## Data to use
================================

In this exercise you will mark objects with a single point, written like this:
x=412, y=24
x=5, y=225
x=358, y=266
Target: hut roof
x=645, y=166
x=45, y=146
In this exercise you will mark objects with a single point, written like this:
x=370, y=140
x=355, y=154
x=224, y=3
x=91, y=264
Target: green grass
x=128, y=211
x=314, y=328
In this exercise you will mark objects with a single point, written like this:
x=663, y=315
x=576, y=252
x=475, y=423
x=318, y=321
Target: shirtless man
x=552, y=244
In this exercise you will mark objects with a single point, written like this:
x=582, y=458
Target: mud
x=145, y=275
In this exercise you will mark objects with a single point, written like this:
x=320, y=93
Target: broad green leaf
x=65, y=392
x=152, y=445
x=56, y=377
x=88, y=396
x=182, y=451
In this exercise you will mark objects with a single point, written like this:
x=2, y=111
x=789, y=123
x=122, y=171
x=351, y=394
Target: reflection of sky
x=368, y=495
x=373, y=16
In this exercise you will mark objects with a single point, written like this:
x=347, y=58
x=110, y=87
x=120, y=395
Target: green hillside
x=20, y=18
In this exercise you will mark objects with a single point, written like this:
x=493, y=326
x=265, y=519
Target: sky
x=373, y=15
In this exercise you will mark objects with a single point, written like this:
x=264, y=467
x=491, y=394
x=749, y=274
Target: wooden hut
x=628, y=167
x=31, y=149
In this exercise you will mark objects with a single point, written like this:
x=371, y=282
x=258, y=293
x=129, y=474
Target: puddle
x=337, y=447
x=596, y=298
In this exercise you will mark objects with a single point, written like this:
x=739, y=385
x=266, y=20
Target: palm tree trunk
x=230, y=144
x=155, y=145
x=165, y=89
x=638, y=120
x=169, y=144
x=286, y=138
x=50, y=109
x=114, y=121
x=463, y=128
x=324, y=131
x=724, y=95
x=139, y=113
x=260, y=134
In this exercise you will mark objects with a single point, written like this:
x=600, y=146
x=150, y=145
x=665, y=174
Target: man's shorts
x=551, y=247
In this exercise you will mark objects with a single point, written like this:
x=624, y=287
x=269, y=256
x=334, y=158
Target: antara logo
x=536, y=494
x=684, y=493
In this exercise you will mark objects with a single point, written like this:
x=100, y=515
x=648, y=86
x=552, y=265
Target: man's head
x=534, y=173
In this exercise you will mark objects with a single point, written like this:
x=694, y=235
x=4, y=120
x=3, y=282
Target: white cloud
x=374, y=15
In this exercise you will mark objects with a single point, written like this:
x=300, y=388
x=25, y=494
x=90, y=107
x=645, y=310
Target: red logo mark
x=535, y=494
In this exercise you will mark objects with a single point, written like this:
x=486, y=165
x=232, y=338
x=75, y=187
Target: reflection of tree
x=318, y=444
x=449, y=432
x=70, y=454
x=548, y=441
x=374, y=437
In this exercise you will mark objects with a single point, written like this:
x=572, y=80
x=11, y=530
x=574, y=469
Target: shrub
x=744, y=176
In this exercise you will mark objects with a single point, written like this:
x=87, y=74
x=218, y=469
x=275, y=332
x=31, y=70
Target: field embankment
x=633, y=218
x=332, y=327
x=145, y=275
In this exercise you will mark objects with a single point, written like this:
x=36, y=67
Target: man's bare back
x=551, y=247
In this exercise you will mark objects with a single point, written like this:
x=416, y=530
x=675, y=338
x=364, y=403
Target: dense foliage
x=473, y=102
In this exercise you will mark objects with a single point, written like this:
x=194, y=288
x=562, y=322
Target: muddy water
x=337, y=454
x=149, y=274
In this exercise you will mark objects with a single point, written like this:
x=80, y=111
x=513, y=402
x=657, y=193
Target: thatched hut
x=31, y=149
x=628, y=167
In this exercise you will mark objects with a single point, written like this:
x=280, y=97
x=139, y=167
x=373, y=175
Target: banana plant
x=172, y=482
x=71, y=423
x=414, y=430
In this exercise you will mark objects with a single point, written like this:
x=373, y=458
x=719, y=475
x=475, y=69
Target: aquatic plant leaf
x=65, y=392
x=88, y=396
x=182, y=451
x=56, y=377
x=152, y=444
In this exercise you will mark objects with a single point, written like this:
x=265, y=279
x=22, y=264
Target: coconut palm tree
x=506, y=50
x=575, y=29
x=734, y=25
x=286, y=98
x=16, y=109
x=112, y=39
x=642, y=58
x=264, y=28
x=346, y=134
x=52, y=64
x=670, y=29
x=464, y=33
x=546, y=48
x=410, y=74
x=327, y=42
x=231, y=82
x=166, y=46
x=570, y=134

================================

Copy the records above from their first line through the line containing "x=45, y=146", both ends included and nothing else, keeping the requests unchanged. Multiply every coordinate in the answers by 1.3 and round each to a whole number, with halves rounded up.

## Task solution
In this exercise you will mark objects with a single point, written like this:
x=412, y=24
x=5, y=225
x=358, y=266
Target: hut roof
x=839, y=216
x=59, y=190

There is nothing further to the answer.